▸ **What the task requires**
What's needed is a word-for-word retyping of the entries below, pictures omitted.

▸ **Material to process**
--------------------------------

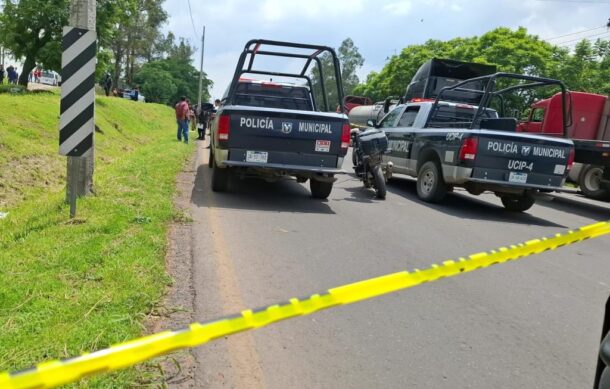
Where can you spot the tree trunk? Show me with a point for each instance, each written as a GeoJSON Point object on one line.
{"type": "Point", "coordinates": [28, 65]}
{"type": "Point", "coordinates": [118, 55]}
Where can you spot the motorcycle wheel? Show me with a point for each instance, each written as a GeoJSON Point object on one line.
{"type": "Point", "coordinates": [379, 182]}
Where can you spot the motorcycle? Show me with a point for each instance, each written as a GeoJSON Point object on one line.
{"type": "Point", "coordinates": [369, 147]}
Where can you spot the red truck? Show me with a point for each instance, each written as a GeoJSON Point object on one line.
{"type": "Point", "coordinates": [590, 132]}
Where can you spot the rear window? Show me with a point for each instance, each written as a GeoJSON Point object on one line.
{"type": "Point", "coordinates": [273, 96]}
{"type": "Point", "coordinates": [456, 116]}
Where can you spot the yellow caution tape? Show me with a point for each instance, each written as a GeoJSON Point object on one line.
{"type": "Point", "coordinates": [53, 373]}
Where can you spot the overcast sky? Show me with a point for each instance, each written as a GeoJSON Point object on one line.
{"type": "Point", "coordinates": [378, 28]}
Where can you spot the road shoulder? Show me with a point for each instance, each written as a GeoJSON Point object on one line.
{"type": "Point", "coordinates": [177, 370]}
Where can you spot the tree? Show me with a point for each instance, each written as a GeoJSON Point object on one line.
{"type": "Point", "coordinates": [512, 51]}
{"type": "Point", "coordinates": [157, 84]}
{"type": "Point", "coordinates": [137, 28]}
{"type": "Point", "coordinates": [350, 61]}
{"type": "Point", "coordinates": [155, 76]}
{"type": "Point", "coordinates": [31, 29]}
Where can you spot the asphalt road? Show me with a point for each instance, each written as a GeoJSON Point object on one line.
{"type": "Point", "coordinates": [533, 323]}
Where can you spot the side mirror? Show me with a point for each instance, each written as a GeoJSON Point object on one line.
{"type": "Point", "coordinates": [386, 105]}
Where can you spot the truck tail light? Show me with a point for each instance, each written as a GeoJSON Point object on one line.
{"type": "Point", "coordinates": [571, 159]}
{"type": "Point", "coordinates": [468, 151]}
{"type": "Point", "coordinates": [345, 136]}
{"type": "Point", "coordinates": [224, 127]}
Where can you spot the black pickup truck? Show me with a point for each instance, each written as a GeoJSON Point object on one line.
{"type": "Point", "coordinates": [275, 129]}
{"type": "Point", "coordinates": [448, 143]}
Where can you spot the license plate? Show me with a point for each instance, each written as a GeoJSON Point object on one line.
{"type": "Point", "coordinates": [518, 178]}
{"type": "Point", "coordinates": [323, 146]}
{"type": "Point", "coordinates": [256, 156]}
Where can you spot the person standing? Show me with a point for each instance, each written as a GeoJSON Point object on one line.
{"type": "Point", "coordinates": [12, 75]}
{"type": "Point", "coordinates": [182, 111]}
{"type": "Point", "coordinates": [135, 94]}
{"type": "Point", "coordinates": [107, 83]}
{"type": "Point", "coordinates": [192, 118]}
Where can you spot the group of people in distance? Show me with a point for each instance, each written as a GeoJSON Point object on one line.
{"type": "Point", "coordinates": [10, 73]}
{"type": "Point", "coordinates": [197, 116]}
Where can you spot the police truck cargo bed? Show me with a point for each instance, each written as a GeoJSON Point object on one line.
{"type": "Point", "coordinates": [446, 144]}
{"type": "Point", "coordinates": [276, 129]}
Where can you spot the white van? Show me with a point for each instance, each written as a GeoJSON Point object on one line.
{"type": "Point", "coordinates": [50, 77]}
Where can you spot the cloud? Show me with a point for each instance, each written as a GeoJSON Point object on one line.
{"type": "Point", "coordinates": [398, 8]}
{"type": "Point", "coordinates": [378, 27]}
{"type": "Point", "coordinates": [281, 10]}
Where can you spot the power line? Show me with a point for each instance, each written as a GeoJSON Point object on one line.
{"type": "Point", "coordinates": [581, 38]}
{"type": "Point", "coordinates": [577, 1]}
{"type": "Point", "coordinates": [573, 33]}
{"type": "Point", "coordinates": [573, 45]}
{"type": "Point", "coordinates": [192, 21]}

--------------------------------

▸ **Solution to this problem**
Where can you spot the tree trunk? Show me with a point for each instance, each written as a GeoJSON Point object on one line.
{"type": "Point", "coordinates": [28, 65]}
{"type": "Point", "coordinates": [118, 55]}
Where can you spot the motorcycle wheel? Show me with a point for each instance, each written as a GeoJSON Point object on one line.
{"type": "Point", "coordinates": [379, 182]}
Where can you spot the motorcycle? Show me with a point for each instance, each written as a GeoJSON Point object on one line.
{"type": "Point", "coordinates": [369, 147]}
Where can you spot the red truck? Show me with a point for each instance, each written as a GeoJSON Point object on one line.
{"type": "Point", "coordinates": [590, 132]}
Where can you spot the rear window? Show me with a point for each instance, each written as a GeoJSON Point object on one line.
{"type": "Point", "coordinates": [273, 96]}
{"type": "Point", "coordinates": [456, 116]}
Where can you spot the yellow caution tape? Show me with a point for each instance, each written as a GeoJSON Point object on one line.
{"type": "Point", "coordinates": [53, 373]}
Where can you spot the overcast sky? Show me with a point for each instance, each written as a GeoJSON Point object on one line.
{"type": "Point", "coordinates": [378, 28]}
Where can you spot the road shoulder? Show me with a point for each instance, each written as a GeoJSON Point object on one line.
{"type": "Point", "coordinates": [177, 370]}
Where can you spot the tree? Show me with a point for each instance, each written as a GeoJSON Point object on one line.
{"type": "Point", "coordinates": [512, 51]}
{"type": "Point", "coordinates": [157, 84]}
{"type": "Point", "coordinates": [137, 28]}
{"type": "Point", "coordinates": [350, 61]}
{"type": "Point", "coordinates": [155, 76]}
{"type": "Point", "coordinates": [31, 29]}
Where can you spot the asphalt road? Show me with a point for each instance, each written as a GeoJSON Point object on one line.
{"type": "Point", "coordinates": [533, 323]}
Where can you spot the side mirror? Show me with a point for each instance, each written as a GeoJSON Point object on one line.
{"type": "Point", "coordinates": [386, 105]}
Where can you spot the truck tail light? Show me with a point for each instance, each written as a GeoJSON Point object on one line.
{"type": "Point", "coordinates": [571, 159]}
{"type": "Point", "coordinates": [468, 151]}
{"type": "Point", "coordinates": [345, 136]}
{"type": "Point", "coordinates": [224, 127]}
Where can you spot the black pickup truck? Show me with a point for each instance, each written as a GeoJSON Point object on one line.
{"type": "Point", "coordinates": [275, 129]}
{"type": "Point", "coordinates": [448, 143]}
Where can you spot the license plate? Show me with a point for each instance, each written as a GeoJSON Point object on one line.
{"type": "Point", "coordinates": [518, 178]}
{"type": "Point", "coordinates": [323, 146]}
{"type": "Point", "coordinates": [256, 156]}
Where can you spot the person standing? Show me with a point for each instance, each written as a GeoJSON Point object on one line.
{"type": "Point", "coordinates": [12, 75]}
{"type": "Point", "coordinates": [182, 111]}
{"type": "Point", "coordinates": [135, 94]}
{"type": "Point", "coordinates": [107, 83]}
{"type": "Point", "coordinates": [192, 118]}
Where can you spot the group of people in distance? Show me with a point for each instance, each written as a GeoJSON Point object on one line.
{"type": "Point", "coordinates": [10, 73]}
{"type": "Point", "coordinates": [197, 116]}
Where can you spot the police truck cargo bed? Show me with a point for each instance, each written as a GeoJSON Point object on one line.
{"type": "Point", "coordinates": [446, 144]}
{"type": "Point", "coordinates": [276, 129]}
Where can you spot the white van? Show me with a point for each instance, each written as a GeoJSON Point object on one line.
{"type": "Point", "coordinates": [50, 77]}
Where can you spot the cloud? Show me with a point for each instance, each written as a GeoJSON Point object on one line.
{"type": "Point", "coordinates": [398, 8]}
{"type": "Point", "coordinates": [378, 27]}
{"type": "Point", "coordinates": [281, 10]}
Where can you spot the power line? Show me with a point for each instance, each written as a GeoJSON Point object on one line.
{"type": "Point", "coordinates": [581, 38]}
{"type": "Point", "coordinates": [577, 1]}
{"type": "Point", "coordinates": [573, 33]}
{"type": "Point", "coordinates": [573, 45]}
{"type": "Point", "coordinates": [192, 21]}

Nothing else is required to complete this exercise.